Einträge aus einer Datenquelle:
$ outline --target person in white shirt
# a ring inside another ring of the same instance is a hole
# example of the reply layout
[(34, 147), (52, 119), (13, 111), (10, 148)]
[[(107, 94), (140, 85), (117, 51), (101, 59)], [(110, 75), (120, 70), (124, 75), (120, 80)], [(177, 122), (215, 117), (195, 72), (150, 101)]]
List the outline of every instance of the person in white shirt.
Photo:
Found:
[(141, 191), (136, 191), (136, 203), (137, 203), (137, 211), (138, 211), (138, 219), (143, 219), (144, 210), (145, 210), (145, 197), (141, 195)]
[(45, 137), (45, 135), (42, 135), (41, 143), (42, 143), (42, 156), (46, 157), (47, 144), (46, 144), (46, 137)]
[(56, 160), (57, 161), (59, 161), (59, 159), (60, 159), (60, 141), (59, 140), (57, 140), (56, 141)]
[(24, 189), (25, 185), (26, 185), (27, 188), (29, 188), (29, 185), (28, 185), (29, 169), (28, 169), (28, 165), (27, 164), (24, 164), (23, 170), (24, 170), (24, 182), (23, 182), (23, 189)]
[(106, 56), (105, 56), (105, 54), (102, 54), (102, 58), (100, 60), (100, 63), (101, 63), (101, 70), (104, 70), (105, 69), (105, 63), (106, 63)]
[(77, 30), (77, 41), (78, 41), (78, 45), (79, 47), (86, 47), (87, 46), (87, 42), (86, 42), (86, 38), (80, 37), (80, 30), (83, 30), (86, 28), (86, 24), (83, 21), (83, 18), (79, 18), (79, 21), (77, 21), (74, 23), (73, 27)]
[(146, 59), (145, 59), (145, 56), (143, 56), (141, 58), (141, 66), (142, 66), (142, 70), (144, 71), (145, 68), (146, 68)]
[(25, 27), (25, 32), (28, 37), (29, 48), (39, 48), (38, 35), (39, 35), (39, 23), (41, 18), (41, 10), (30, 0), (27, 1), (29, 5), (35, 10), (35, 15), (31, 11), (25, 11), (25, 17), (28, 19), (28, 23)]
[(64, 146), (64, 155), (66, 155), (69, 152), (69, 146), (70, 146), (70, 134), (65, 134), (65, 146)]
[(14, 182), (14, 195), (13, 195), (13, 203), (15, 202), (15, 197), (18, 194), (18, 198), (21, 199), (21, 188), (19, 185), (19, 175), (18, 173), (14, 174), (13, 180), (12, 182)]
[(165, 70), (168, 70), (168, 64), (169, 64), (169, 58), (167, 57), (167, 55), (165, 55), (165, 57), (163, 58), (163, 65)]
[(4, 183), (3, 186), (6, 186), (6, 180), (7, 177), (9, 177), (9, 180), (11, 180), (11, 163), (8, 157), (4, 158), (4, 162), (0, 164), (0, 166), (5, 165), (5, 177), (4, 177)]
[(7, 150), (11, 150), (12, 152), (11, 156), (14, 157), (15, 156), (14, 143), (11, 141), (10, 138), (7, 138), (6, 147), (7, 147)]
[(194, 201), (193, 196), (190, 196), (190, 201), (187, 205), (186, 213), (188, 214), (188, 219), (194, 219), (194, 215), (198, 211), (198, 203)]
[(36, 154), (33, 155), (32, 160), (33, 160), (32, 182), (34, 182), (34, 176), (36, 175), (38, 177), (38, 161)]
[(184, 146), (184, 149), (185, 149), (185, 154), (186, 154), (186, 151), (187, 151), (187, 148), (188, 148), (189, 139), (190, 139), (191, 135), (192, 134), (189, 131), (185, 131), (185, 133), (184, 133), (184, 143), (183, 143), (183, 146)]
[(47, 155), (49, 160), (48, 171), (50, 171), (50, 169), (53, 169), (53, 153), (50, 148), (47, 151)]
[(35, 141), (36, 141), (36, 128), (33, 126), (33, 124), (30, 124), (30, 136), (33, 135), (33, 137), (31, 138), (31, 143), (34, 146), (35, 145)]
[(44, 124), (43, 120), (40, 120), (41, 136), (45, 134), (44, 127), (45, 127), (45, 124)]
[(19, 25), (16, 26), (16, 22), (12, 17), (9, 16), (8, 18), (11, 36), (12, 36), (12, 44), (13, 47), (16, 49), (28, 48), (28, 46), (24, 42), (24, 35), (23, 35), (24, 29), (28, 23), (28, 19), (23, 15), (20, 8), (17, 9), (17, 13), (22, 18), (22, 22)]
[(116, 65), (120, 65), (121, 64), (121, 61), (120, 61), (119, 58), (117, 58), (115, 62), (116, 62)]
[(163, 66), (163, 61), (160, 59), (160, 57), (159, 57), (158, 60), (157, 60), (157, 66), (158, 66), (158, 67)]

--- Die Aufgabe ---
Gib das gesamte Material oben Zeile für Zeile unverändert wieder.

--- Erledigte Aufgabe ---
$ outline --target person in white shirt
# a ring inside another ring of the same instance is a hole
# example of the reply layout
[(34, 147), (52, 119), (13, 111), (10, 148)]
[[(107, 94), (140, 85), (117, 51), (101, 59)], [(110, 75), (120, 70), (124, 75), (120, 80)], [(177, 122), (215, 117), (195, 72), (150, 101)]]
List the outline of every instance of the person in white shirt.
Photo:
Found:
[(141, 191), (136, 191), (136, 203), (137, 203), (137, 211), (138, 211), (138, 219), (143, 219), (144, 210), (145, 210), (145, 197), (141, 195)]
[(45, 137), (45, 135), (42, 135), (41, 143), (42, 143), (42, 156), (46, 157), (47, 144), (46, 144), (46, 137)]
[(56, 160), (57, 161), (59, 161), (59, 159), (60, 159), (60, 141), (59, 140), (57, 140), (56, 141)]
[(24, 189), (25, 185), (26, 185), (27, 188), (29, 188), (29, 185), (28, 185), (29, 169), (28, 169), (28, 165), (27, 164), (24, 164), (23, 170), (24, 170), (24, 182), (23, 182), (23, 189)]
[(106, 56), (105, 56), (105, 54), (102, 54), (102, 58), (100, 60), (100, 63), (101, 63), (101, 70), (104, 70), (105, 69), (105, 63), (106, 63)]
[(77, 30), (77, 41), (78, 41), (78, 45), (79, 47), (86, 47), (87, 46), (87, 42), (86, 42), (86, 38), (80, 37), (80, 30), (83, 30), (86, 28), (86, 24), (83, 21), (83, 18), (79, 18), (79, 21), (77, 21), (74, 23), (73, 27)]
[(146, 59), (145, 59), (145, 56), (143, 56), (141, 58), (141, 66), (142, 66), (142, 70), (144, 71), (145, 68), (146, 68)]
[(25, 27), (25, 32), (28, 37), (29, 48), (39, 48), (38, 35), (39, 35), (39, 23), (41, 18), (41, 10), (30, 0), (27, 1), (29, 5), (35, 10), (35, 15), (31, 11), (25, 11), (25, 17), (28, 19), (28, 23)]
[(64, 146), (64, 155), (66, 155), (69, 152), (69, 146), (70, 146), (70, 134), (65, 134), (65, 146)]
[(14, 182), (14, 195), (13, 195), (13, 203), (15, 202), (15, 197), (18, 194), (18, 198), (21, 199), (21, 188), (19, 185), (19, 175), (18, 173), (14, 174), (13, 180), (12, 182)]
[(165, 70), (168, 70), (168, 64), (169, 64), (169, 58), (167, 57), (167, 55), (165, 55), (165, 57), (163, 58), (163, 65)]
[(4, 183), (3, 186), (6, 186), (6, 180), (7, 177), (9, 177), (9, 180), (11, 180), (11, 163), (8, 157), (4, 158), (4, 162), (0, 164), (0, 166), (5, 165), (5, 177), (4, 177)]
[(7, 150), (11, 150), (12, 152), (11, 156), (14, 157), (15, 156), (14, 143), (11, 141), (10, 138), (7, 138), (6, 147), (7, 147)]
[(194, 201), (193, 196), (190, 196), (190, 201), (187, 205), (186, 213), (188, 214), (188, 219), (194, 219), (194, 215), (198, 211), (198, 203)]
[(36, 154), (33, 155), (32, 160), (33, 160), (32, 182), (34, 182), (34, 176), (36, 175), (38, 177), (38, 161)]
[(184, 146), (184, 149), (185, 149), (185, 154), (186, 154), (186, 151), (187, 151), (187, 148), (188, 148), (189, 139), (190, 139), (191, 135), (192, 134), (189, 131), (185, 131), (185, 133), (184, 133), (184, 143), (183, 143), (183, 146)]
[(47, 155), (49, 160), (48, 171), (50, 171), (50, 169), (53, 169), (53, 153), (50, 148), (47, 151)]
[(35, 141), (36, 141), (36, 128), (33, 126), (33, 124), (30, 124), (30, 136), (33, 135), (33, 137), (31, 138), (31, 143), (34, 146), (35, 145)]
[(44, 124), (43, 120), (40, 120), (41, 136), (45, 134), (44, 127), (45, 127), (45, 124)]
[(19, 25), (16, 26), (16, 22), (12, 17), (9, 16), (8, 18), (11, 36), (12, 36), (12, 44), (13, 47), (16, 49), (28, 48), (28, 46), (24, 42), (24, 35), (23, 35), (24, 29), (28, 23), (28, 19), (23, 15), (20, 8), (17, 9), (17, 13), (22, 18), (22, 22)]
[(116, 65), (120, 65), (121, 64), (121, 61), (120, 61), (119, 58), (117, 58), (115, 62), (116, 62)]
[(163, 66), (163, 61), (160, 59), (160, 57), (159, 57), (158, 60), (157, 60), (157, 66), (158, 66), (158, 67)]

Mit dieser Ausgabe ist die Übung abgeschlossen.